━━ Text section ━━
XLattice is a communications infrastructure for peer-to-peer (p2p) networks. These networks may be server-assisted. XLattice is a modular system consisting of components intended to be usable for a wide variety of purposes, ranging from p2p chat to distributed software development environments.
The software will also be useful in applications requiring anonymity, privacy, and filtering, such as messaging systems for business.
We add NameGenerator to corexml.bind. This is a facility for generating class, method, and variable names in a standardized way. These names are to be used in various types of automatically generated code, as for example in other bind methods; in XLattice's ProjMgr component; and in the forthcoming JAppGen J2EE MVC application generator project, jappgen.sourceforge.net.
This release adds ucFirst and lcFirst methods to StringLib. These are used fairly heavily by upcoming corexml and projmgr component releases, which are in turn used by the JAppGen J2EE MVC application generator, about to become available in alpha at jappgen.sourceforge.net.
This is a minor release. context/ has been moved to the util component, and necessary changes in code have been made. We switch to using junit-4.1 for testing, in line with the earlier switch to Java 1.5. And the release is now packaged as a ZIP file instead of a UNIX tarball.
As usual, we include source code for this component and jars for all dependencies.
ProjMgr's first update in a couple of years sees util/context/ replacing corexml/context/, JUnit updated to 4.1, and the use of Java 1.5. We also relax restrictions on version numbers; any JNLP version number is now acceptable. Finally, a number of minor bugs have been fixed.
This is a clean-up preparatory to using ProjMgr for project management (meaning largely automatic generation of configuration files) in the soon-to-be released JAppGen project.
As usual, the .ZIP file includes source code for this component (ProjMgr) and jars for all dependencies.
v0.3.8 makes minor changes to fundamental XLattice classes, including Transport, Peer, and NodeID. We switch to using JUnit 4.1 for unit testing. The release is now packaged as a ZIP file instead of a UNIX tarball.
This release adds TLS contexts and sessions which considerably reduce the effort required to implement peer-to-peer TLS connections between XLattice Nodes as well as SSL connections between XLattice-based HTTP clients and servers.
|2006-06-04||crypto-0.1.1 release, switch to Java 1.5
Today's crypto-0.1.1 release improves the implementation of SignedLists and adds the TLSEngine which will be used as the basis for most node-to-node communications in XLattice networks.
━━━
━━ Recorded data ━━
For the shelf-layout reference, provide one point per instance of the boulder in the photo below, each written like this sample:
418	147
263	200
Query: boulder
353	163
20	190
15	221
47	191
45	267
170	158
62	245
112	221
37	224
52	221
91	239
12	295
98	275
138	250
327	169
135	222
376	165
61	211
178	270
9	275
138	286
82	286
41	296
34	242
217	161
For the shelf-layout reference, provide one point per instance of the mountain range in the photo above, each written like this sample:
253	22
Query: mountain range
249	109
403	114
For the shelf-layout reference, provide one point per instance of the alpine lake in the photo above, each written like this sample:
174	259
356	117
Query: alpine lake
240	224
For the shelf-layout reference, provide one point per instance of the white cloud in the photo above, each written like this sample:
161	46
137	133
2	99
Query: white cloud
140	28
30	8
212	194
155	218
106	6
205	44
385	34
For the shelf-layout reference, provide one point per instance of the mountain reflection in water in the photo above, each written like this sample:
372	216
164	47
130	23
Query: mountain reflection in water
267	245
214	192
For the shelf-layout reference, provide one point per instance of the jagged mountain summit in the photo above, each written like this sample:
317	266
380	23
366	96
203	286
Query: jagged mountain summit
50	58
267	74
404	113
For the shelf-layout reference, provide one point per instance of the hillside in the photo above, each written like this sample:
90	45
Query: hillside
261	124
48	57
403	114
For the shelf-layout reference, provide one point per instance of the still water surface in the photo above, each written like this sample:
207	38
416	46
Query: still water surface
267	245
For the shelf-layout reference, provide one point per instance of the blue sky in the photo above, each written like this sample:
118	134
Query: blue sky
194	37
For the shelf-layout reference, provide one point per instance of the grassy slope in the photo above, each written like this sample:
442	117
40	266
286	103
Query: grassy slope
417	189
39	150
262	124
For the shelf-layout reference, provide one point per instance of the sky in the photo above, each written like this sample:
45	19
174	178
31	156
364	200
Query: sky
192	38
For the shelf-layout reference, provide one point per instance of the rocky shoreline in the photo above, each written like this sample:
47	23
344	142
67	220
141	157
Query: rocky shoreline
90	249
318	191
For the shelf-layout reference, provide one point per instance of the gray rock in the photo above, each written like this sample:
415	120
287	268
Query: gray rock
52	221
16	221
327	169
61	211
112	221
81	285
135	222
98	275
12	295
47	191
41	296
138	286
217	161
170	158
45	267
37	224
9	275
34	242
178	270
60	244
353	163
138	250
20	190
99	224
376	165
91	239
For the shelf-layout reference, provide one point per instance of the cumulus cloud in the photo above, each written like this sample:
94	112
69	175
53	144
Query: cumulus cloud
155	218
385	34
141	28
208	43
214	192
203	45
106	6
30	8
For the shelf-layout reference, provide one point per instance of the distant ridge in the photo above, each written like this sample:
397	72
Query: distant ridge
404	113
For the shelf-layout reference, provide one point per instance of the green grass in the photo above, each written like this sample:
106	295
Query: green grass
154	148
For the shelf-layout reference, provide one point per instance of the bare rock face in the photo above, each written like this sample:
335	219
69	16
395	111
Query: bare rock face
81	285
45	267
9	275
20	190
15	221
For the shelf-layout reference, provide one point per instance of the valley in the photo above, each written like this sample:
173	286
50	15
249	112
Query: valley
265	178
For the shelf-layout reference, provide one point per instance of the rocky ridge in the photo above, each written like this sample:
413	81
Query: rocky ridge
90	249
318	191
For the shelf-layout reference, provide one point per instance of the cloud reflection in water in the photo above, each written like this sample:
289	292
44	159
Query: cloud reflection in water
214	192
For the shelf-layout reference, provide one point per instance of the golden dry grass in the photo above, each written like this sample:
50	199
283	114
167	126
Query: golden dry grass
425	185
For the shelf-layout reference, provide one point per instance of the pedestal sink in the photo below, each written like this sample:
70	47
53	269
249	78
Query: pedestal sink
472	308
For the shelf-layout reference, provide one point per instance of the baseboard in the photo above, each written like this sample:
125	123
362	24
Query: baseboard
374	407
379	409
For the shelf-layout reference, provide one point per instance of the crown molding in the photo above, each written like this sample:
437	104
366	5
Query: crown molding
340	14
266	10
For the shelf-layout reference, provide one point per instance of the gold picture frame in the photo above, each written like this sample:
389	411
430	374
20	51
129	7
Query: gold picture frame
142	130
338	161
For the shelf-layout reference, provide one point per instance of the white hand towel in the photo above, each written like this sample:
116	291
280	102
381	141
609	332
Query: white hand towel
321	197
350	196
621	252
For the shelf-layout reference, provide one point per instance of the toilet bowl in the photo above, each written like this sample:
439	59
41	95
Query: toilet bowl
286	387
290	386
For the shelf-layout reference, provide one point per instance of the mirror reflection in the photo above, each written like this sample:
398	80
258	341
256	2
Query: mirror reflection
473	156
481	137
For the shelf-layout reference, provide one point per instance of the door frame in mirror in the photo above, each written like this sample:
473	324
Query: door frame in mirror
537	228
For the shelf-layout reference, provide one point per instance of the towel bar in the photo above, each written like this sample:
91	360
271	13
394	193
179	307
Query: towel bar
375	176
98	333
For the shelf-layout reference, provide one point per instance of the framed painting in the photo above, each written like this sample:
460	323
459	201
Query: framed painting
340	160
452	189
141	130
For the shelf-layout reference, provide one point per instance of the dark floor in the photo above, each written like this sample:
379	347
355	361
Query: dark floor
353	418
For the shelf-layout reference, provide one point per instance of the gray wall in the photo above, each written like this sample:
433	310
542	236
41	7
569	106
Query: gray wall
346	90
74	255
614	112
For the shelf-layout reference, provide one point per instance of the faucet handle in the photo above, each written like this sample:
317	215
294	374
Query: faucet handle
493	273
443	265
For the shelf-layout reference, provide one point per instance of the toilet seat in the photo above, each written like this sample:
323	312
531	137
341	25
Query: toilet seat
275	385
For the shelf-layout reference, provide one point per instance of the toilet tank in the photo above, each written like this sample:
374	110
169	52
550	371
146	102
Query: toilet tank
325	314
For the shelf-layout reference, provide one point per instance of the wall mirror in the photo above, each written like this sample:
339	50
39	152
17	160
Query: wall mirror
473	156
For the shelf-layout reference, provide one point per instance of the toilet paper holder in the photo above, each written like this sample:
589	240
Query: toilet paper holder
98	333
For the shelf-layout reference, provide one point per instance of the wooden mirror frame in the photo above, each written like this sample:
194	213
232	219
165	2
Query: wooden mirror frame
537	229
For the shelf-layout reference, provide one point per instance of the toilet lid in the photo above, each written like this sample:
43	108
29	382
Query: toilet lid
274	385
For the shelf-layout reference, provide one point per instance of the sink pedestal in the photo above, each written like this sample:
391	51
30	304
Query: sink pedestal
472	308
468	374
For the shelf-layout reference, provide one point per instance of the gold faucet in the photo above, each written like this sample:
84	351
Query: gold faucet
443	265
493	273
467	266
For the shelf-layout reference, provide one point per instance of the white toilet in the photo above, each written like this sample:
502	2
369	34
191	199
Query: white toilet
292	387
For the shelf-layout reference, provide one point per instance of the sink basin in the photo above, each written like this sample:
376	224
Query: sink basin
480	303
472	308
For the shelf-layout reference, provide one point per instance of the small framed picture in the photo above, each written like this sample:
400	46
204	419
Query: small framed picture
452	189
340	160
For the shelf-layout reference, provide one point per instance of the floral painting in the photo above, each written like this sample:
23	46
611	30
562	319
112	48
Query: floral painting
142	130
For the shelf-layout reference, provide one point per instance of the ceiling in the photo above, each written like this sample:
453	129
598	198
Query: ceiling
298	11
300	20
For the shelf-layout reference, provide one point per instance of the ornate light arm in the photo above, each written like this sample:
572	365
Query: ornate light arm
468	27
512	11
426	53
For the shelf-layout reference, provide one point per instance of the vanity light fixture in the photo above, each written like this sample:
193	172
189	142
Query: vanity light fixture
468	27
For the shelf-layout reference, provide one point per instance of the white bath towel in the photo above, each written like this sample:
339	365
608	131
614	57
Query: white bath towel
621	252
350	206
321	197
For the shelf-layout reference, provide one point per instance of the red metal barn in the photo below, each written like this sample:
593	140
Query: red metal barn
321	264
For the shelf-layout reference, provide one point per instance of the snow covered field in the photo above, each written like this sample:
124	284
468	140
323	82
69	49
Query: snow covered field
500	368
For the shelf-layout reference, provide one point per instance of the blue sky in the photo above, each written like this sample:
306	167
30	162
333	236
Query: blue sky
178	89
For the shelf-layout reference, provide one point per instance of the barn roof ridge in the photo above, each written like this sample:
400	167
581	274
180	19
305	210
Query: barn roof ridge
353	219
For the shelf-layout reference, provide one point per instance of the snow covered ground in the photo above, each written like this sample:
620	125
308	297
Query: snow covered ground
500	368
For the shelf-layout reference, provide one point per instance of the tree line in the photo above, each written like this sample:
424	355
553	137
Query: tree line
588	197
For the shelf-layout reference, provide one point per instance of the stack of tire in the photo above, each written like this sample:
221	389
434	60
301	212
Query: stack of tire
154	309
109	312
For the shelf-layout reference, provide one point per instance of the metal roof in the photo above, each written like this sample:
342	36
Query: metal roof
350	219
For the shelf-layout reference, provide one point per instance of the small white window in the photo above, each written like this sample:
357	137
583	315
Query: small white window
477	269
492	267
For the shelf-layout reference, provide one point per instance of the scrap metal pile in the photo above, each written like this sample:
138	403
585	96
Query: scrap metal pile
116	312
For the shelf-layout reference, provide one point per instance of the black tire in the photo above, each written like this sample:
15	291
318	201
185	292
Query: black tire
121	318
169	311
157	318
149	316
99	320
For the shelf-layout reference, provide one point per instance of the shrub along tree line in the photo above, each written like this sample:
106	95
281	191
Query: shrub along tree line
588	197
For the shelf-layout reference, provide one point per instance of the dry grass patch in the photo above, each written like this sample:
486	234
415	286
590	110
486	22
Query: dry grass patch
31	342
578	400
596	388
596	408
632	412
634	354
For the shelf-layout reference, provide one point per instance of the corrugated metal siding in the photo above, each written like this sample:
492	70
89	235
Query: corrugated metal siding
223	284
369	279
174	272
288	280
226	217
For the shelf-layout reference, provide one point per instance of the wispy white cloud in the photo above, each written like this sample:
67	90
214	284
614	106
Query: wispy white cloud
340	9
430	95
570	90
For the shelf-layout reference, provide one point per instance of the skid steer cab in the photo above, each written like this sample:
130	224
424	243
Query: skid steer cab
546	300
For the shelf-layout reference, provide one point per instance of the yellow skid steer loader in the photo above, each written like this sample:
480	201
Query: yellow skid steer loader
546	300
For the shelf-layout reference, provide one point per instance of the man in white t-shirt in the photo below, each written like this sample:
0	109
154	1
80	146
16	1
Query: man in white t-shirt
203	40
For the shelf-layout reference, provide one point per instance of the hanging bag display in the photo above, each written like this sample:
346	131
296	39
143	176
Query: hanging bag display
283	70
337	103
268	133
━━━
━━ Recorded data ━━
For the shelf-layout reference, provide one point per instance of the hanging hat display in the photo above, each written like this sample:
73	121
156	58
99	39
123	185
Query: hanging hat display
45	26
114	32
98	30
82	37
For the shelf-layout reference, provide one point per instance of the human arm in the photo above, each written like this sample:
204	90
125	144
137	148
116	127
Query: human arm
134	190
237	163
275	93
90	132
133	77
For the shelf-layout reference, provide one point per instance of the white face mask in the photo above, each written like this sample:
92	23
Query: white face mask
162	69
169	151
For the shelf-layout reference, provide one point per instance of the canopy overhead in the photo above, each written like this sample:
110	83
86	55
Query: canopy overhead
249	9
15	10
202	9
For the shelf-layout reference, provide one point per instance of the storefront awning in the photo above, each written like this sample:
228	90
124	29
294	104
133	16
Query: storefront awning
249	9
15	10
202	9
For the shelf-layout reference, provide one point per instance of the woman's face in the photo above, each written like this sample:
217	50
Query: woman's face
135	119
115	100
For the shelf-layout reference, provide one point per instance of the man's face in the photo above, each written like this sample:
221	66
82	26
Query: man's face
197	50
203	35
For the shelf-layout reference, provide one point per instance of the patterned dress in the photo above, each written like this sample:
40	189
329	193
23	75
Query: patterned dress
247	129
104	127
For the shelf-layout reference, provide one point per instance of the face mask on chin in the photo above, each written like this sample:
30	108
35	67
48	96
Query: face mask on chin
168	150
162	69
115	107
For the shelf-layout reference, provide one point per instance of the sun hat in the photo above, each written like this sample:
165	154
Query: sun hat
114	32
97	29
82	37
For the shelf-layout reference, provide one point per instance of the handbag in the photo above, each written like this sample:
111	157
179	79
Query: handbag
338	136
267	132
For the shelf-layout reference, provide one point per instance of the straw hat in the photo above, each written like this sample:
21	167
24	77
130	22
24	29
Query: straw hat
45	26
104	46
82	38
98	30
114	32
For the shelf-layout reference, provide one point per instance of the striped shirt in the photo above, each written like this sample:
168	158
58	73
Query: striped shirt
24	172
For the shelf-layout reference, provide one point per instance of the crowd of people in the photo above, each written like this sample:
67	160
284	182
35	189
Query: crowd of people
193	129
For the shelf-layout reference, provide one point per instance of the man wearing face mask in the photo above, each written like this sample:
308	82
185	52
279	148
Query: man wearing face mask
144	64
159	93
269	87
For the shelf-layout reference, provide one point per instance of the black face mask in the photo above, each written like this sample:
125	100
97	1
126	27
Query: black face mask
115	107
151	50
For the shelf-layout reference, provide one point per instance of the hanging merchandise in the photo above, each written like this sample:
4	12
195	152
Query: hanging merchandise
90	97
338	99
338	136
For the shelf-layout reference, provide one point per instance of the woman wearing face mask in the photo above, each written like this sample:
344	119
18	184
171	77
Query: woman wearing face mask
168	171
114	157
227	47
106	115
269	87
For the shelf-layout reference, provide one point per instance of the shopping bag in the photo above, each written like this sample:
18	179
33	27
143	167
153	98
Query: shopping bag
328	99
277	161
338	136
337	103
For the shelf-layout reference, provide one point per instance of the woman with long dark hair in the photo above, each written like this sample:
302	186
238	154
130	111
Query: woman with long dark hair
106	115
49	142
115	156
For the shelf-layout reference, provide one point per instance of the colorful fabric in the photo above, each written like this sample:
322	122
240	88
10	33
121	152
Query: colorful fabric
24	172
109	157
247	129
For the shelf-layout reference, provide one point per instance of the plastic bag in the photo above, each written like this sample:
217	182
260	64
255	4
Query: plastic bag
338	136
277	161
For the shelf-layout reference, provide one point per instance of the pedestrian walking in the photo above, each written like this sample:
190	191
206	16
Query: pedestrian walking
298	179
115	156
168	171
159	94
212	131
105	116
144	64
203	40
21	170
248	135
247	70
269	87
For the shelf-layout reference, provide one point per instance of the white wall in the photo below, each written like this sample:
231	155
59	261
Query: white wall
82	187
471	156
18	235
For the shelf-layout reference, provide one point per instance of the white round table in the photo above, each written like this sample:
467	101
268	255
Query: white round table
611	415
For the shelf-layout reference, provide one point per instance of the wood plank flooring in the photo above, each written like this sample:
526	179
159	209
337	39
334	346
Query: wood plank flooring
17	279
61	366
━━━
→ Set exercise 1:
Name the fundamental XLattice classes that the XLattice release notes say received minor changes in v0.3.8.
→ Set exercise 2:
Extend the XLattice release notes past their final sentence.

→ Output 1:
Transport, Peer, NodeID

→ Output 2:
This is our first release using features of Java 1.5. Excepting only the CryptoServer, all code in CVS has now been tested using Java 1.5. All future releases will assume Java 1.5 or better.
This is the first release of XLattice's node component. A node is the key building block in our approach to peer-to-peer networking. A node has a cryptographic identity (an RSA key and a 160-bit SHA1-derived node ID) and can communicate with other nodes through one or more overlays. An overlay is a combination of a transport, a protocol, and an address space. Nodes from this first release communicate using TLS/SSL and UDP.
This release includes source code for the node component and jars for all earlier components used, as well as unit tests used during the build process. The unit tests are also working examples of how to use the XLattice code.
We add both blocking and non-blocking UDP to the transport component.
There was a serious bug in 0.1.5 making it difficult to run the server. v0.1.6 of the protocol/stunplus componet went out today. The 0.1.6 server is running on stun.xlattice.org.
|2006-05-04||v0.1.5 protocol, STUN+ GUI client releases
This is version 0.1.5 of the STUN+/protocol package. It corrects bugs reported and makes most enhancements requested through the Sourceforge tracker. It also adds the first elements of the XLattice messaging protocol.
The GUI client now supports encrypted authentication using TLS/TCP. It also allows users to select most of the standard STUN servers through a pulldown menu. We would appreciate any further suggestions for GUI client enhancements after user experience with the package.
As usual, there are three files in the release: protocol-0.1.5.zip, stunplus-0.1.5.zip, and stunplus-current.zip.
|2006-04-25||protocol, STUN+ with GUI client releases
The 0.1.4 protocol release adds a GUI client and corrects all of the more serious limitations reported through the Sourceforge tracker. We add a facility for testing binding lifetime, but this has not been thoroughly tested.
The GUI client should run on any host with a reasonably recent version of Java. We would appreciate feedback from users.
Server discovery is supported in this release but limited to UDP servers in the GUI client.
The command line client supports encrypted authentication using TLS. The GUI client as yet doesn't.
As usual, there are three files in the release: protocol-0.1.4.zip, stunplus-0.1.4.zip, and stunplus-current.zip.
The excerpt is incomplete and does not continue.